Please print every one of the records below, word for word.

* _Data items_
* begin *

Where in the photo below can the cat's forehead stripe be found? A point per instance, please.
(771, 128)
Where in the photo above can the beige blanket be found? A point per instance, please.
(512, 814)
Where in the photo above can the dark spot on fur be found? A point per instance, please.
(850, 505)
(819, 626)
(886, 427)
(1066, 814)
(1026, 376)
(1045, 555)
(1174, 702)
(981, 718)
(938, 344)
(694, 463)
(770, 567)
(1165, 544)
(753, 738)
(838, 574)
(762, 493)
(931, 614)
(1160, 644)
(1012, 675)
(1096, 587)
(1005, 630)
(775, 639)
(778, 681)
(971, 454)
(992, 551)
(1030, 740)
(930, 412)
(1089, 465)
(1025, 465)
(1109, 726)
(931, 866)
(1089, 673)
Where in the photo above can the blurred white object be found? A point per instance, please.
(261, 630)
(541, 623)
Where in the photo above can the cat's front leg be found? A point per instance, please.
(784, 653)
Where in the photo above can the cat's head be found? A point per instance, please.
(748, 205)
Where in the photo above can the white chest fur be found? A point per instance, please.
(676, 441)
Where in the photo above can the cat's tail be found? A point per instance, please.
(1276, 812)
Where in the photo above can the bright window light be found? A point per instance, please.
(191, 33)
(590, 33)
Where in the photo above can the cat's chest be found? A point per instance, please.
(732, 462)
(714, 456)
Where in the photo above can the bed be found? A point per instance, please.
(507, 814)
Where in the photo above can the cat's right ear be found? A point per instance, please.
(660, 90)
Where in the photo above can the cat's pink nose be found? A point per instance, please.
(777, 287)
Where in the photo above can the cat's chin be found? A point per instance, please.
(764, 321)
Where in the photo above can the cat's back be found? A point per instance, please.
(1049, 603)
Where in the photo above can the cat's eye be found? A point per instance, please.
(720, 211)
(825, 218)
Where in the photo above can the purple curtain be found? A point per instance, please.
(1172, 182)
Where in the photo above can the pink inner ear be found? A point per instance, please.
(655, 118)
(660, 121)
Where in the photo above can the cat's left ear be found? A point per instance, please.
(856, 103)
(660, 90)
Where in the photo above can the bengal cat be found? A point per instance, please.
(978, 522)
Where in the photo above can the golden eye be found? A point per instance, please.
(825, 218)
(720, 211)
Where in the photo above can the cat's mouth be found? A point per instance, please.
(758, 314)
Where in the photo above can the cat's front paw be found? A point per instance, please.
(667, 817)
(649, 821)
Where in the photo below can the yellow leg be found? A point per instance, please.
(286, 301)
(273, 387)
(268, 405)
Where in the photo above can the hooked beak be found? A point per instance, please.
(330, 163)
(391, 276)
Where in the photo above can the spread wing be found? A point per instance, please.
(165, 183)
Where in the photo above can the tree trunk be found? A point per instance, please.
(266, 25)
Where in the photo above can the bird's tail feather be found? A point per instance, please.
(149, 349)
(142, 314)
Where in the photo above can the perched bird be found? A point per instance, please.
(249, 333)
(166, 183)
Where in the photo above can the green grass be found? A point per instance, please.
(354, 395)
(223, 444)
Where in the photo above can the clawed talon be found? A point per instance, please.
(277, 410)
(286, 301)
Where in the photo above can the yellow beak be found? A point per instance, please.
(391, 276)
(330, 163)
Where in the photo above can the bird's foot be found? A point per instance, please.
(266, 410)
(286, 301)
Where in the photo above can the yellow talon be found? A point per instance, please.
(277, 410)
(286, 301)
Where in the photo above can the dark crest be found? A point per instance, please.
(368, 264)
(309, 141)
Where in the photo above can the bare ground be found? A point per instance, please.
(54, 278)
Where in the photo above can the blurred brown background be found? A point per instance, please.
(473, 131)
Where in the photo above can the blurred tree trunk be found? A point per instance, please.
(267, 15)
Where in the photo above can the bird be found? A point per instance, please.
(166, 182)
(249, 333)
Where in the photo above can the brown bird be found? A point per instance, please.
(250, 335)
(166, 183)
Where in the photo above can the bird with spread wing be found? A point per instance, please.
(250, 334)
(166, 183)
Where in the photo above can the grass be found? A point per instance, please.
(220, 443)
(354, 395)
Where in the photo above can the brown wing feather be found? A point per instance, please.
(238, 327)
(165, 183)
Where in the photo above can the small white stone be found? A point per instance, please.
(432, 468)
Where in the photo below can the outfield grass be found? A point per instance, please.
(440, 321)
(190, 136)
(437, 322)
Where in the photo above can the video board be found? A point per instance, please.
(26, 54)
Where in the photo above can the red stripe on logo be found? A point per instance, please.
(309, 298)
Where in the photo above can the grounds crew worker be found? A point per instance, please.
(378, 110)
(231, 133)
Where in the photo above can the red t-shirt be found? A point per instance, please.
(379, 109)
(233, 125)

* end *

* _Written answer_
Where in the photo below can the cat's forehead stripe be found? A point per instance, please.
(771, 128)
Where in the photo above can the beige blanket be found? A point per instance, please.
(512, 814)
Where in the photo above can the dark spot on fur be found? A point per instance, please.
(850, 505)
(819, 626)
(886, 427)
(1066, 814)
(1026, 376)
(1045, 555)
(1174, 702)
(981, 718)
(938, 344)
(694, 463)
(770, 567)
(1165, 544)
(753, 738)
(838, 574)
(762, 493)
(931, 614)
(1160, 644)
(1012, 675)
(1096, 587)
(1005, 630)
(775, 639)
(778, 681)
(971, 454)
(992, 551)
(1030, 740)
(930, 412)
(1089, 465)
(1025, 465)
(1109, 726)
(931, 866)
(1089, 673)
Where in the photo above can the blurred white object be found? A point per instance, please.
(261, 630)
(541, 623)
Where in the photo above can the cat's front leg be found? A point per instance, please.
(784, 653)
Where in the photo above can the cat's head be found? A point per instance, please.
(748, 205)
Where in the photo above can the white chest fur be found? A point per instance, please.
(676, 441)
Where in the photo above can the cat's tail be found? A point per instance, please.
(1276, 812)
Where in the photo above can the bright window light be found? A point per instance, please.
(191, 33)
(590, 33)
Where in the photo above can the cat's chest be found? A point per instance, please.
(732, 462)
(714, 456)
Where in the photo above can the bed be found? A point per instance, please.
(507, 814)
Where in the photo above can the cat's right ear be found? A point per instance, please.
(660, 90)
Where in the photo above can the cat's pink nose be found? A point per instance, please.
(777, 287)
Where in the photo above can the cat's chin be found? A point per instance, please.
(764, 321)
Where in the photo above can the cat's back be found? A point per instance, please.
(1049, 603)
Where in the photo above can the cat's eye be found? A point per instance, please.
(720, 211)
(825, 218)
Where in the photo above can the purple curtain be found? A point per instance, please.
(1172, 182)
Where in the photo above can the pink inner ear be found? A point per instance, please.
(655, 118)
(660, 121)
Where in the photo above can the cat's left ear be found? A point per instance, please.
(856, 103)
(660, 90)
Where in the photo above can the bengal cat be found? A point per instance, please.
(978, 522)
Where in the photo above can the golden eye be found? A point per instance, please.
(825, 218)
(720, 211)
Where in the photo above can the cat's mouth be found? A point per instance, please.
(758, 314)
Where in the photo above can the cat's front paw be found? A point per instance, please.
(667, 817)
(649, 821)
Where in the photo below can the yellow leg be found? A point per instance, please.
(286, 301)
(273, 387)
(268, 405)
Where in the photo above can the hooked beak be found? A point per instance, please.
(330, 163)
(391, 276)
Where in the photo above can the spread wing be found? A point per instance, please.
(165, 183)
Where in the photo above can the tree trunk be found? A point per instance, please.
(266, 25)
Where in the photo above can the bird's tail feather be found? A point per instance, please.
(149, 349)
(142, 314)
Where in the photo above can the perched bird be found? A point per instance, please.
(249, 333)
(166, 183)
Where in the photo above can the green grass be found? A point per instance, please.
(354, 395)
(223, 444)
Where in the photo above can the clawed talon be found? A point per instance, please.
(277, 410)
(286, 301)
Where in the photo above can the yellow beak be found? A point per instance, please.
(391, 276)
(330, 163)
Where in the photo above can the bird's foot be found? A point per instance, please.
(266, 410)
(286, 301)
Where in the photo above can the yellow talon be found? A point per instance, please.
(277, 410)
(286, 301)
Where in the photo above can the dark crest be found? A point per instance, please.
(368, 264)
(309, 141)
Where in the photo above can the bare ground be found? A point per instance, please.
(54, 278)
Where in the photo above can the blurred brown background be found? A point per instance, please.
(473, 131)
Where in the photo above can the blurred tree trunk be found? A point per instance, please.
(267, 15)
Where in the photo above can the bird be found? A point per instance, please.
(166, 182)
(249, 333)
Where in the photo above can the brown bird be found? A point per instance, please.
(250, 335)
(166, 183)
Where in the photo above can the bird with spread wing be found? A point per instance, please.
(250, 334)
(166, 183)
Where in the photo above can the grass be found? A point per instance, please.
(220, 443)
(354, 395)
Where in the photo above can the brown wing feather be found? A point per instance, please.
(238, 327)
(165, 183)
Where in the photo above can the small white stone be found? A point per instance, please.
(432, 468)
Where in the photo below can the outfield grass be found? A point per instance, please.
(440, 321)
(190, 136)
(437, 322)
Where in the photo above can the video board be found? A point per instance, please.
(26, 54)
Where in the photo above can the red stripe on logo be found? A point per instance, please.
(309, 298)
Where in the photo above can the grounds crew worker be found? A point per instance, please.
(378, 110)
(231, 133)
Where in the photo above can the red t-shirt be found? A point per instance, please.
(379, 109)
(233, 125)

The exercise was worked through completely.